## PASSAGE:
════════

FDA Approval for Afatinib Dimaleate
Brand name(s): Gilotrif™
Full prescribing information is available, including clinical trial information, safety, dosing, drug-drug interactions, and contraindications.
On July 12, 2013, the Food and Drug Administration (FDA) approved afatinib dimaleate (Gilotrif™ tablets, made by Boehringer Ingelheim Pharmaceuticals, Inc.), for the first-line treatment of patients with metastatic non-small cell lung cancer (NSCLC) whose tumors have epidermal growth factor receptor (EGFR) exon 19 deletions or exon 21 (L858R) substitution mutations as detected by an FDA-approved test. The safety and efficacy of afatinib have not been established in patients whose tumors have other EGFR mutations. Concurrent with this action, FDA approved the therascreen® EGFR RGQ PCR Kit (QIAGEN) for detection of EGFR exon 19 deletions or exon 21 (L858R) substitution mutations.
The approval of afatinib dimaleate was based on the demonstration of improved progression-free survival (PFS) in a multi-center international open-label randomized (2:1) trial. This trial enrolled 345 patients with metastatic NSCLC whose tumors tested positive for EGFR mutations. Patients were randomly assigned to receive afatinib dimaleate 40 mg orally once daily (n=230) or pemetrexed/cisplatin (n=115). Randomization was stratified according to EGFR mutation status (exon 19 deletion vs. exon 21 L858R vs. “other”) and race (Asian vs. non-Asian). The major efficacy outcome was progression-free survival (PFS) as assessed by an independent review committee (IRC).

════════

## INFORMATION SUPPLIED:
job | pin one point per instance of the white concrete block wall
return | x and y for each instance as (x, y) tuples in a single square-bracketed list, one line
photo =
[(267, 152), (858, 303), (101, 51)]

════════

## LIST OF TASKS:
A: Answer these questions from the afatinib approval text:
(i) Which company makes Gilotrif tablets?
(ii) How many patients did the trial enroll?
(iii) What dose of afatinib dimaleate did patients in that arm receive?
B: Please list every kind of information that the afatinib approval text says the full prescribing information includes.
C: Does the afatinib approval text support each statement? Answer yes or no and quote the words that settle it.
(i) The therascreen EGFR RGQ PCR Kit comes from QIAGEN.
(ii) The trial was double-blind.
(iii) Randomization was stratified by patient age.
The material has no role in this work.

## TASK-BY-TASK SOLUTIONS:
A:
(i) Boehringer Ingelheim Pharmaceuticals, Inc.
(ii) 345
(iii) 40 mg orally once daily

B: clinical trial information, safety, dosing, drug-drug interactions, contraindications

C:
(i) Yes: "the therascreen® EGFR RGQ PCR Kit (QIAGEN)"
(ii) No: "a multi-center international open-label randomized (2:1) trial"
(iii) No: "Randomization was stratified according to EGFR mutation status (exon 19 deletion vs. exon 21 L858R vs. “other”) and race (Asian vs. non-Asian)."